*Task prompt*
Search the data for the word "chicken" and copy out every line that has it.

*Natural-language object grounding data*

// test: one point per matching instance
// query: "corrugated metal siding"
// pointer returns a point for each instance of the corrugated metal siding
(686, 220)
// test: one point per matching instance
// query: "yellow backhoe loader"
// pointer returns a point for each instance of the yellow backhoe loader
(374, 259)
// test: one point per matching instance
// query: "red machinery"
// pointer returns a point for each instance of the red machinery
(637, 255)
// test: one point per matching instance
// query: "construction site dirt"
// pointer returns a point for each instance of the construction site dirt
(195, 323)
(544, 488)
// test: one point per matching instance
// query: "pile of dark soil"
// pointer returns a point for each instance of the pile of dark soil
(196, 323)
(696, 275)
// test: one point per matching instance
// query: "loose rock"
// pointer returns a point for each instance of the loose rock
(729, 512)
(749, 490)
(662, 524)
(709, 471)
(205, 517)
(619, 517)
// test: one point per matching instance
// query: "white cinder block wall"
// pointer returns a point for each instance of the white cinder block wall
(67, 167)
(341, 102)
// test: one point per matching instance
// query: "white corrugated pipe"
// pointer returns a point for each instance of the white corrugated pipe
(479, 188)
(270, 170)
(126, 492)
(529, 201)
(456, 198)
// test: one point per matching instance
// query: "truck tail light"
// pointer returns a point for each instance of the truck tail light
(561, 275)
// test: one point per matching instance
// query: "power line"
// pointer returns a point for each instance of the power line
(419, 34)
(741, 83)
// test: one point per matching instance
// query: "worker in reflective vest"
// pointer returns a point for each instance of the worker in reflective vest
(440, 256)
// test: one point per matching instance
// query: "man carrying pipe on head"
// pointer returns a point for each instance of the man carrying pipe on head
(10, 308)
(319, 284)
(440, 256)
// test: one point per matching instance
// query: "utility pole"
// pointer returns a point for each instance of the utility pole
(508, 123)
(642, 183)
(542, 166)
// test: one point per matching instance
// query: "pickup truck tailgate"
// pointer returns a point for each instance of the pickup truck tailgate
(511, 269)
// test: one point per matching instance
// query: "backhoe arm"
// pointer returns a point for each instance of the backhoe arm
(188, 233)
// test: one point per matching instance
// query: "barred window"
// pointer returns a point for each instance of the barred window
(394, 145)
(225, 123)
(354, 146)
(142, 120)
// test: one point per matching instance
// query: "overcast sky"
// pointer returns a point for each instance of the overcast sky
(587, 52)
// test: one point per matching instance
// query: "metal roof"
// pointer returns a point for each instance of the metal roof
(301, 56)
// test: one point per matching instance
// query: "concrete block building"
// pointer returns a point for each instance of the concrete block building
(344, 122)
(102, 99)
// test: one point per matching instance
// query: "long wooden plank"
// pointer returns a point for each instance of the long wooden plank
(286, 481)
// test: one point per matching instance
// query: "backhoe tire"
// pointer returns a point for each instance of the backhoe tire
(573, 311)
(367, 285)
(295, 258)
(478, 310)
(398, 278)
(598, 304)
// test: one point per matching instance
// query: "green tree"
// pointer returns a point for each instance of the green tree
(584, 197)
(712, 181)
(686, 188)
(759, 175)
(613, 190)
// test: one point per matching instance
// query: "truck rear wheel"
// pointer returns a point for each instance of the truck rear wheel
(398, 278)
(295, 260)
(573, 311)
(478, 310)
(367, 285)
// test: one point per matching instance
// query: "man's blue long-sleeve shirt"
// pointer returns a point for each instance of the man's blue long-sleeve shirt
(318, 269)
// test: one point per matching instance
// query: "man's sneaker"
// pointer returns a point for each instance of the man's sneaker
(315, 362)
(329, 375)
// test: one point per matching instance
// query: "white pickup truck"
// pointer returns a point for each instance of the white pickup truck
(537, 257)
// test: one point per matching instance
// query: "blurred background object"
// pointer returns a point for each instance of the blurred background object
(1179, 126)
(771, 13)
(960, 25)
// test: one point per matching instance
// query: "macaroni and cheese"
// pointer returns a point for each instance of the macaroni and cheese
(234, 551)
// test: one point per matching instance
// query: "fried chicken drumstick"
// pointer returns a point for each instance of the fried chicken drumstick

*Finished task*
// query: "fried chicken drumstick"
// pointer returns a point for each instance of the fried chicken drumstick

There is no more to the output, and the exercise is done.